[Data excerpts]
◇ ◇ ◇ ◇ ◇ ◇ ◇

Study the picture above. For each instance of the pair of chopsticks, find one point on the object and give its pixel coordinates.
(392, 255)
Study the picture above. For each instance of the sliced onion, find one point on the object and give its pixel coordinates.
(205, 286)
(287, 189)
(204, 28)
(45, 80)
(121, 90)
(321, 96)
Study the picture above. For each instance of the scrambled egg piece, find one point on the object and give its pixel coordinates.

◇ ◇ ◇ ◇ ◇ ◇ ◇

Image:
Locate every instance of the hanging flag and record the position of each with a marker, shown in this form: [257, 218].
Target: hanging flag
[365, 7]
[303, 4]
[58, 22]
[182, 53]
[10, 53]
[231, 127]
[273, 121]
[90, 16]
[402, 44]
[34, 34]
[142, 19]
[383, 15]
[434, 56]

◇ ◇ ◇ ◇ ◇ ◇ ◇

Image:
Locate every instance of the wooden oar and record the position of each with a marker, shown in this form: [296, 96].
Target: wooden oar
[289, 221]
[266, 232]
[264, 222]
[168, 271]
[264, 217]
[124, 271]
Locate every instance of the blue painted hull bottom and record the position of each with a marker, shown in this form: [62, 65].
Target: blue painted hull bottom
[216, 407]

◇ ◇ ◇ ◇ ◇ ◇ ◇

- _What to do_: With the line holding "Study the picture above. For each instance of the pair" as the first and the line holding "Study the picture above. For each instance of the scrambled" as the last, set down that range of the entries above exactly, and nothing else.

- _Written answer_:
Study the picture above. For each instance of the pair of chopsticks, find one point on the object and give its pixel coordinates.
(392, 255)
Study the picture above. For each instance of the sliced onion, find one point on the object and give its pixel coordinates.
(205, 286)
(287, 189)
(204, 28)
(45, 80)
(121, 90)
(321, 96)
Study the picture above. For each instance of the scrambled egg piece, find one point on the object and give its pixel coordinates.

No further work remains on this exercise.